Work instructions: Rescale the data below: reproduce every line, requests included, and multiply each coordinate in the answers by 2.2, rounding to the nearest whole number with halves rounded up.

Entries:
+++

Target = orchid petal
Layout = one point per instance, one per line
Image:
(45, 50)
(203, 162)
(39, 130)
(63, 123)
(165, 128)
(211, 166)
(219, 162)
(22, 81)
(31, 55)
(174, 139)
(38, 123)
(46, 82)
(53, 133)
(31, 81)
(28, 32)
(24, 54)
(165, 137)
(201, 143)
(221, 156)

+++

Solution to this exercise:
Target = orchid petal
Layout = one point per instance, one per line
Image:
(99, 110)
(447, 356)
(86, 286)
(139, 271)
(363, 282)
(464, 365)
(482, 356)
(48, 178)
(68, 121)
(383, 306)
(84, 271)
(101, 180)
(117, 293)
(68, 178)
(62, 70)
(53, 119)
(363, 301)
(442, 315)
(486, 343)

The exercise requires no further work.